▶ _YOUR OBJECTIVE_
Please put each line of the records below into a JSON list of strings, one string per line, and leave out the blank lines.

▶ _SUPPLIED DATA_
------------------------------------------------

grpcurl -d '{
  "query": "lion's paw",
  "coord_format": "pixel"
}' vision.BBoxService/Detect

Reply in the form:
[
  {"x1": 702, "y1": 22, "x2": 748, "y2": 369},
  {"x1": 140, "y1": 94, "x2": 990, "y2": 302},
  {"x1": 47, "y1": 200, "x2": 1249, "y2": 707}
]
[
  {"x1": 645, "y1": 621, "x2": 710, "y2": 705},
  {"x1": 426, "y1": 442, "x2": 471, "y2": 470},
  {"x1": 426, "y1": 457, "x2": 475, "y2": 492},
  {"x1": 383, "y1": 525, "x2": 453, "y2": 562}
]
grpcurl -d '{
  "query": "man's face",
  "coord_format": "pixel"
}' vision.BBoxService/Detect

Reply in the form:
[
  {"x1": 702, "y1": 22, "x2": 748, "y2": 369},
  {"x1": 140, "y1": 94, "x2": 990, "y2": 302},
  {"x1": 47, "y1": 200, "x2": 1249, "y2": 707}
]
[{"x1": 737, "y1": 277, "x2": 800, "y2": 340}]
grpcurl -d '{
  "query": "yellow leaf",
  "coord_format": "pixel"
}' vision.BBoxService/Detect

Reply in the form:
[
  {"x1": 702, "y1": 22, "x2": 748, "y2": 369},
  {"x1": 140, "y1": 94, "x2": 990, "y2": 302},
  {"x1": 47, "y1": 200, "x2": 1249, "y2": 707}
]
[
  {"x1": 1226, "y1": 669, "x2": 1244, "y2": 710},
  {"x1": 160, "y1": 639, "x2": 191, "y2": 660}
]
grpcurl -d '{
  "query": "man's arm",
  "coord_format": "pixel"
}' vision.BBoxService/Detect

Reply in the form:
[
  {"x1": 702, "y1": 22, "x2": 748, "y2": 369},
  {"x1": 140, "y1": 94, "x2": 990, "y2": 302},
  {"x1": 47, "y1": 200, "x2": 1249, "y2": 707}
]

------------------------------------------------

▶ _THE ANSWER_
[
  "grpcurl -d '{",
  "  \"query\": \"lion's paw\",",
  "  \"coord_format\": \"pixel\"",
  "}' vision.BBoxService/Detect",
  "Reply in the form:",
  "[",
  "  {\"x1\": 702, \"y1\": 22, \"x2\": 748, \"y2\": 369},",
  "  {\"x1\": 140, \"y1\": 94, \"x2\": 990, \"y2\": 302},",
  "  {\"x1\": 47, \"y1\": 200, \"x2\": 1249, \"y2\": 707}",
  "]",
  "[",
  "  {\"x1\": 645, \"y1\": 621, \"x2\": 710, \"y2\": 705},",
  "  {\"x1\": 426, \"y1\": 442, \"x2\": 471, \"y2\": 470},",
  "  {\"x1\": 426, \"y1\": 457, \"x2\": 475, \"y2\": 492},",
  "  {\"x1\": 383, \"y1\": 525, \"x2\": 453, \"y2\": 562}",
  "]",
  "grpcurl -d '{",
  "  \"query\": \"man's face\",",
  "  \"coord_format\": \"pixel\"",
  "}' vision.BBoxService/Detect",
  "Reply in the form:",
  "[",
  "  {\"x1\": 702, \"y1\": 22, \"x2\": 748, \"y2\": 369},",
  "  {\"x1\": 140, \"y1\": 94, \"x2\": 990, \"y2\": 302},",
  "  {\"x1\": 47, \"y1\": 200, \"x2\": 1249, \"y2\": 707}",
  "]",
  "[{\"x1\": 737, \"y1\": 277, \"x2\": 800, \"y2\": 340}]",
  "grpcurl -d '{",
  "  \"query\": \"yellow leaf\",",
  "  \"coord_format\": \"pixel\"",
  "}' vision.BBoxService/Detect",
  "Reply in the form:",
  "[",
  "  {\"x1\": 702, \"y1\": 22, \"x2\": 748, \"y2\": 369},",
  "  {\"x1\": 140, \"y1\": 94, \"x2\": 990, \"y2\": 302},",
  "  {\"x1\": 47, \"y1\": 200, \"x2\": 1249, \"y2\": 707}",
  "]",
  "[",
  "  {\"x1\": 1226, \"y1\": 669, \"x2\": 1244, \"y2\": 710},",
  "  {\"x1\": 160, \"y1\": 639, \"x2\": 191, \"y2\": 660}",
  "]",
  "grpcurl -d '{",
  "  \"query\": \"man's arm\",",
  "  \"coord_format\": \"pixel\"",
  "}' vision.BBoxService/Detect",
  "Reply in the form:",
  "[",
  "  {\"x1\": 702, \"y1\": 22, \"x2\": 748, \"y2\": 369},",
  "  {\"x1\": 140, \"y1\": 94, \"x2\": 990, \"y2\": 302},",
  "  {\"x1\": 47, \"y1\": 200, \"x2\": 1249, \"y2\": 707}",
  "]"
]